_Given request a_.
In the passage on exhaust gas temperature, what does an EGT reading actually measure?

** START Quoted text **

No, you should care a great deal about EGT, it is directly related to load. It is an important measure because it is an indicator of valve temperature and engine load or overload.

It is not a reference to combustion temperature, it is the temperature of the probe. That probe is alternately heated by exhaust gas and cooled by charge air during valve overlap on a turbocharged engine and by cooling during the other 3 strokes when there are no gases passing over it.

The temperature of combustion is the same at idle as it is a full load. The weight of the gases and heat content of the gas changes with load but not combustion temperature. Drilling a hole in the head isn't going to give you any more information on combustion temperature than the EGT probe.

EGT at idle is lower because the amount of fuel burned is smaller and the combustion gases are cooled more by expansion during the power stroke than would a greater weight of fuel in the same weight of air.

An engine with a properly functioning thermostatic temperature control will maintain the same jacket water temperature across the range from idle to full load. If it runs cool at low loads it is because there is excess water bypassing the thermostatic control or the heat exchanger is oversized. A cooling system intended to perform in warm water might overcool in cold water if the temperature control method is a "one size fits all" version. It is a poor but economical compromise for whoever marinized the engine.

** END Quoted text **

_Given request b_.
Lay out every line of the entries below as a numbered list, leaving out the blank lines.

** START Source data **

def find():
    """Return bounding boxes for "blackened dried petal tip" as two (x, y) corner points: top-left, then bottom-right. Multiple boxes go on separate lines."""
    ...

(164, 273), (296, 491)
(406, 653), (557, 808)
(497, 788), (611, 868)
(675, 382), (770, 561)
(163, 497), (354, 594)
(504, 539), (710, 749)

** END Source data **

_Exercise result a_.
It measures the temperature of the probe, not the combustion temperature.

_Exercise result b_.
1. def find():
2.     """Return bounding boxes for "blackened dried petal tip" as two (x, y) corner points: top-left, then bottom-right. Multiple boxes go on separate lines."""
3.     ...
4. (164, 273), (296, 491)
5. (406, 653), (557, 808)
6. (497, 788), (611, 868)
7. (675, 382), (770, 561)
8. (163, 497), (354, 594)
9. (504, 539), (710, 749)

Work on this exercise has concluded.